** start **

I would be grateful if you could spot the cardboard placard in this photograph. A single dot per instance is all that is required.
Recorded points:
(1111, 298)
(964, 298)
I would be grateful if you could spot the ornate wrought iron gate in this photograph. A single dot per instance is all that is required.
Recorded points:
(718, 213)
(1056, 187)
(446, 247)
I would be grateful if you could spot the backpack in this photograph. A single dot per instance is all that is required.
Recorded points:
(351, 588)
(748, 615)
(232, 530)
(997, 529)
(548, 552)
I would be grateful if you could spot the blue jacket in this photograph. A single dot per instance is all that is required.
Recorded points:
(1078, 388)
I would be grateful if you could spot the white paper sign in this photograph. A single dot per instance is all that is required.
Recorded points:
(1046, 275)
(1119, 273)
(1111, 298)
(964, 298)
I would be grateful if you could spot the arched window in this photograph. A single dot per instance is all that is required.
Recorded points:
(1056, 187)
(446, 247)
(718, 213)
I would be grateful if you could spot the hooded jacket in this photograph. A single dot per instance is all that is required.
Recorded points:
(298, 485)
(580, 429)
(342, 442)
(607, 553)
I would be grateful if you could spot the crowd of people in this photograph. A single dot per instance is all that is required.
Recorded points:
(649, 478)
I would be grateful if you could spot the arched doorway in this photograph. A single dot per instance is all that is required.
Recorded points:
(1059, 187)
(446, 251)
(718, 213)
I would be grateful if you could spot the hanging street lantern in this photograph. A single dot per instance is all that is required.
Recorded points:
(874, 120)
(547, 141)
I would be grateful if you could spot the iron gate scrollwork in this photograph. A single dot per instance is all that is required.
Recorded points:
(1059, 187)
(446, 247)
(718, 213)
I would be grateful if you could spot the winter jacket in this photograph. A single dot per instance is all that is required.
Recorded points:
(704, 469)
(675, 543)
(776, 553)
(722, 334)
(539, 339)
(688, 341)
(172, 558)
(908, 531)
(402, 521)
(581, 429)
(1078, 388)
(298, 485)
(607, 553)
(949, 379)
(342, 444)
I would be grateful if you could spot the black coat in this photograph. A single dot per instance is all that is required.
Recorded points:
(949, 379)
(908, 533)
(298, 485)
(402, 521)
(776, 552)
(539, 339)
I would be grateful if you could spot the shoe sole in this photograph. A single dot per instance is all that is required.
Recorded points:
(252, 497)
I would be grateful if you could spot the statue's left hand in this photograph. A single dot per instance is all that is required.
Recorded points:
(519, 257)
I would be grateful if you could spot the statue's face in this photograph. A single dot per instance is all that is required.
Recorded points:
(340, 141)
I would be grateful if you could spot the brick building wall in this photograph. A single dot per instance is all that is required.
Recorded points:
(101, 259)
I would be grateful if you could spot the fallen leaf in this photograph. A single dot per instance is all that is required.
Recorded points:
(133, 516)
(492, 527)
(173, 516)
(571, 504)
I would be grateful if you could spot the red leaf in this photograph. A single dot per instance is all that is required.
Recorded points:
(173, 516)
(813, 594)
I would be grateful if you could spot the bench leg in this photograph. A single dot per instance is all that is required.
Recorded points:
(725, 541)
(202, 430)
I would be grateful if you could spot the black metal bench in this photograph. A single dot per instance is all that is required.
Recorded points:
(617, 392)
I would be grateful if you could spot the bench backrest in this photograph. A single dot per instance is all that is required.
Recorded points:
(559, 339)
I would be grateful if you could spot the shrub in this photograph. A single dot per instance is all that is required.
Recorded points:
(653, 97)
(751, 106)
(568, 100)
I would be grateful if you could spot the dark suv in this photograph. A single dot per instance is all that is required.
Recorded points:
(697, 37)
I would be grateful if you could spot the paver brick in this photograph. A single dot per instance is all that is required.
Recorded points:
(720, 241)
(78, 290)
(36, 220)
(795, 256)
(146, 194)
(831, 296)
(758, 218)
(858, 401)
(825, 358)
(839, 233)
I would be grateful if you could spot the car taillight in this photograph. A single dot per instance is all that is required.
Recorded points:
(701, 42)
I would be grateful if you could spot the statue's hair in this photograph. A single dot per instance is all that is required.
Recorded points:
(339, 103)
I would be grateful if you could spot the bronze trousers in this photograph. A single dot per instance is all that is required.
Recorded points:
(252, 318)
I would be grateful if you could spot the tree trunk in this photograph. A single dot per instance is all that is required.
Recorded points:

** end **

- OBJECTIVE -
Rewrite the lines starting at the one that contains "I would be grateful if you could spot the bronze" and ending at the end of the records, changing "Recorded points" to "Marked points" and leaving everything else as it is.

- RESULT OF THIS EXERCISE -
I would be grateful if you could spot the bronze trousers in this photograph. A single dot per instance is all that is required.
Marked points:
(252, 318)
I would be grateful if you could spot the tree trunk in this photograph. A single dot per instance is all that is required.
Marked points:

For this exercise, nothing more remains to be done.